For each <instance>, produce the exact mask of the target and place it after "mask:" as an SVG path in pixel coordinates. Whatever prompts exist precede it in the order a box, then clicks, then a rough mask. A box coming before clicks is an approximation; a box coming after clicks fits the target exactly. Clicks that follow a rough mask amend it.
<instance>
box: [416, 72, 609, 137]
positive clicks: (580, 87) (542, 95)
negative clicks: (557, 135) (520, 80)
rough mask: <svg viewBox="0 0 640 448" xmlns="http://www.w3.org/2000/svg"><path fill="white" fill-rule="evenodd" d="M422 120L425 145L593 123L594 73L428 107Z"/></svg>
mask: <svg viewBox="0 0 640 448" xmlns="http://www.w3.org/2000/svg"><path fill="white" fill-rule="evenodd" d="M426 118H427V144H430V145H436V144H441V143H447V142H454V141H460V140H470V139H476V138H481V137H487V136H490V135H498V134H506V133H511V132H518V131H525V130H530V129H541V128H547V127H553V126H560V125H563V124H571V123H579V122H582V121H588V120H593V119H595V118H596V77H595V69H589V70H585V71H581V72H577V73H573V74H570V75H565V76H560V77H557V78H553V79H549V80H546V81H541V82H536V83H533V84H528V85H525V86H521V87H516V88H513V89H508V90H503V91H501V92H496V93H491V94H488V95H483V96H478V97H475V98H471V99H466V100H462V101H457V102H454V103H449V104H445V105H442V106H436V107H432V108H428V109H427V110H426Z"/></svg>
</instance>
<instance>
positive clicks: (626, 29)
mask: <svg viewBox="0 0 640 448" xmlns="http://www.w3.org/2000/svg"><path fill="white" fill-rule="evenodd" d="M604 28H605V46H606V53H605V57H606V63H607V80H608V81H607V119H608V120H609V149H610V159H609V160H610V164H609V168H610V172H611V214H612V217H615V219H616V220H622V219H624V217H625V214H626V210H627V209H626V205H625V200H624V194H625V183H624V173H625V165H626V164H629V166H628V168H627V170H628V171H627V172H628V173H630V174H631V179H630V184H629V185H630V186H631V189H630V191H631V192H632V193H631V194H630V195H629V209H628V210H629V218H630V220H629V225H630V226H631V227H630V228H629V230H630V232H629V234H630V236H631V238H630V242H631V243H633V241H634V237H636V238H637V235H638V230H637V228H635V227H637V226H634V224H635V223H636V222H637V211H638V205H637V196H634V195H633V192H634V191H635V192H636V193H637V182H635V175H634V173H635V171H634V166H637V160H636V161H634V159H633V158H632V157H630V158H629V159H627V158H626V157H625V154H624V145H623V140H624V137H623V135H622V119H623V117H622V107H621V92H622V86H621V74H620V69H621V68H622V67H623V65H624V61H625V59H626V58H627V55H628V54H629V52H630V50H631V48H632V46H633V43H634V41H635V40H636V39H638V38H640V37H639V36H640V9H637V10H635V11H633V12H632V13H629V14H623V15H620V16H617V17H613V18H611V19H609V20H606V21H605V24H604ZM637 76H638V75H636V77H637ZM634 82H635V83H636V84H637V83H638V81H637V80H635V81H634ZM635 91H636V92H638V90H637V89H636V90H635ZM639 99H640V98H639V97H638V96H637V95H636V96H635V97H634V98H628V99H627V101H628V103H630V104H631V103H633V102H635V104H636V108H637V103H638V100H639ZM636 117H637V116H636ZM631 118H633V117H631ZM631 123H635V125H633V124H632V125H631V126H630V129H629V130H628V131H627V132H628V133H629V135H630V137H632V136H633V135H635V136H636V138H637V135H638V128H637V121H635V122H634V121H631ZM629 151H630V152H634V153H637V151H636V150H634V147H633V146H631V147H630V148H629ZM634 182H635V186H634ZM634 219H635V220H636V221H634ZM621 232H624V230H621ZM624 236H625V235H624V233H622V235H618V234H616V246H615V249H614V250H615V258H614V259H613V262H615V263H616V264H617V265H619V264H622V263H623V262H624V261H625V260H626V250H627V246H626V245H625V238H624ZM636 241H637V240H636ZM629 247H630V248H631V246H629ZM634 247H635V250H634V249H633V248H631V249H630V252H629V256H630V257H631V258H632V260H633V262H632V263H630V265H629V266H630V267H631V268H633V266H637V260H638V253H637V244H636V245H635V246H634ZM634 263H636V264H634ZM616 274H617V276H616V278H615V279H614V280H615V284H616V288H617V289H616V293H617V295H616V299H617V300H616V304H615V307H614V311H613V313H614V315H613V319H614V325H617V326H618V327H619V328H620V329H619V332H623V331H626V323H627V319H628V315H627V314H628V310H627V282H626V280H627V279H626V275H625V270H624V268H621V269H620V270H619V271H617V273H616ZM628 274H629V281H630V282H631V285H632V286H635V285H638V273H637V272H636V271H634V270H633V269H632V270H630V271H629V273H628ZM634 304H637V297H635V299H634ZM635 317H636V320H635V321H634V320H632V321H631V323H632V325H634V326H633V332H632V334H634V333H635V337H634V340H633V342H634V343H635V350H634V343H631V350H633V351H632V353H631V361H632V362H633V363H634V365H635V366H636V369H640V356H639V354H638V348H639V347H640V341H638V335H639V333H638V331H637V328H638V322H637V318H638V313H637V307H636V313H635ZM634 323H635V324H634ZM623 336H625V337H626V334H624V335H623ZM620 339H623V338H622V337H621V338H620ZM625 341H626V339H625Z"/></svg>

━━━━━━━━

All the entries should be written out again precisely.

= YOUR SOLUTION =
For each <instance>, produce the exact mask of the target and place it after "mask:" as an SVG path in pixel coordinates. Whatever prompts exist precede it in the order a box, then clicks, then a rough mask. A box coming before clicks is an approximation; a box coming after clicks fits the target exactly. Clicks that follow a rough mask amend it.
<instance>
box: [416, 72, 609, 137]
positive clicks: (580, 87) (542, 95)
negative clicks: (557, 135) (520, 80)
rough mask: <svg viewBox="0 0 640 448" xmlns="http://www.w3.org/2000/svg"><path fill="white" fill-rule="evenodd" d="M422 120L425 145L593 123L594 73L428 107Z"/></svg>
mask: <svg viewBox="0 0 640 448" xmlns="http://www.w3.org/2000/svg"><path fill="white" fill-rule="evenodd" d="M426 118H427V144H430V145H436V144H441V143H447V142H454V141H460V140H470V139H476V138H481V137H487V136H490V135H498V134H506V133H511V132H518V131H525V130H530V129H541V128H547V127H553V126H560V125H563V124H571V123H579V122H582V121H588V120H593V119H595V118H596V77H595V69H589V70H585V71H581V72H577V73H573V74H570V75H565V76H560V77H557V78H553V79H549V80H546V81H541V82H536V83H533V84H528V85H525V86H521V87H516V88H513V89H508V90H503V91H501V92H496V93H491V94H488V95H483V96H478V97H475V98H471V99H466V100H462V101H457V102H454V103H449V104H445V105H442V106H436V107H432V108H428V109H427V110H426Z"/></svg>
</instance>
<instance>
positive clicks: (626, 29)
mask: <svg viewBox="0 0 640 448" xmlns="http://www.w3.org/2000/svg"><path fill="white" fill-rule="evenodd" d="M604 28H605V46H606V53H605V57H606V63H607V80H608V81H607V119H608V120H609V149H610V159H609V160H610V164H609V168H610V172H611V214H612V217H615V219H616V220H622V219H624V217H625V214H626V210H627V209H626V205H625V200H624V194H625V183H624V173H625V165H626V164H629V166H628V168H627V170H628V171H627V172H628V173H630V174H631V179H630V184H629V185H630V186H631V189H630V191H631V192H632V193H631V194H630V195H629V209H628V210H629V218H630V220H629V225H630V226H631V227H630V228H629V230H630V232H629V234H630V236H631V238H630V242H631V243H633V241H634V237H636V238H637V235H638V230H637V228H635V227H637V226H634V224H635V223H636V222H637V211H638V205H637V196H634V195H633V192H634V191H635V192H636V193H637V182H635V175H634V173H635V171H634V166H637V160H636V161H634V159H633V158H632V157H630V158H629V159H627V158H626V157H625V154H624V145H623V140H624V137H623V135H622V119H623V117H622V107H621V92H622V86H621V74H620V69H621V68H622V67H623V65H624V61H625V59H626V58H627V55H628V54H629V52H630V50H631V48H632V46H633V43H634V41H635V40H636V39H638V38H640V37H639V36H640V9H637V10H635V11H633V12H632V13H629V14H623V15H620V16H617V17H613V18H611V19H609V20H606V21H605V24H604ZM637 76H638V75H636V77H637ZM634 82H635V83H636V84H637V83H638V81H637V80H635V81H634ZM635 91H636V92H638V90H637V89H636V90H635ZM639 99H640V98H639V97H638V96H637V95H636V96H635V97H634V98H628V99H627V101H628V103H630V104H631V103H633V102H635V104H636V108H637V103H638V100H639ZM636 117H637V116H636ZM631 118H633V117H631ZM631 123H635V125H633V124H632V125H631V126H630V129H629V130H628V131H627V132H628V133H629V135H630V137H632V136H633V135H635V136H636V138H637V135H638V128H637V121H635V122H634V121H631ZM629 151H630V152H634V153H637V151H636V150H634V147H633V146H631V147H630V148H629ZM634 182H635V186H634ZM634 219H635V220H636V221H634ZM621 232H624V230H621ZM624 236H625V235H624V233H622V235H618V234H616V246H615V249H614V250H615V258H614V259H613V262H615V263H616V264H617V265H619V264H622V263H623V262H624V261H625V260H626V250H627V246H626V245H625V238H624ZM636 241H637V240H636ZM629 247H630V248H631V246H629ZM634 247H635V250H634V249H633V248H631V249H630V252H629V256H630V257H631V258H632V260H633V262H632V263H630V265H629V266H630V267H631V268H633V266H637V260H638V253H637V244H636V245H635V246H634ZM634 263H636V264H634ZM616 274H617V276H616V278H615V279H614V280H615V284H616V288H617V289H616V293H617V295H616V299H617V300H616V304H615V307H614V311H613V313H614V315H613V319H614V325H617V326H618V327H619V328H620V329H619V332H623V331H626V323H627V319H628V315H627V314H628V310H627V282H626V280H627V279H626V275H625V270H624V268H621V269H620V270H619V271H617V273H616ZM628 274H629V281H630V282H631V285H632V286H635V285H638V273H637V272H636V271H634V270H633V269H632V270H630V271H629V273H628ZM634 304H637V297H635V299H634ZM635 317H636V320H635V321H634V320H632V321H631V323H632V325H634V326H633V332H632V334H634V333H635V337H634V340H633V342H634V343H635V350H634V343H631V350H633V351H632V353H631V361H632V362H633V363H634V365H635V366H636V369H640V356H639V354H638V348H639V347H640V341H638V335H639V333H638V331H637V328H638V322H637V318H638V313H637V307H636V313H635ZM634 323H635V324H634ZM623 336H625V337H626V334H624V335H623ZM620 339H623V338H622V337H621V338H620ZM625 341H626V339H625Z"/></svg>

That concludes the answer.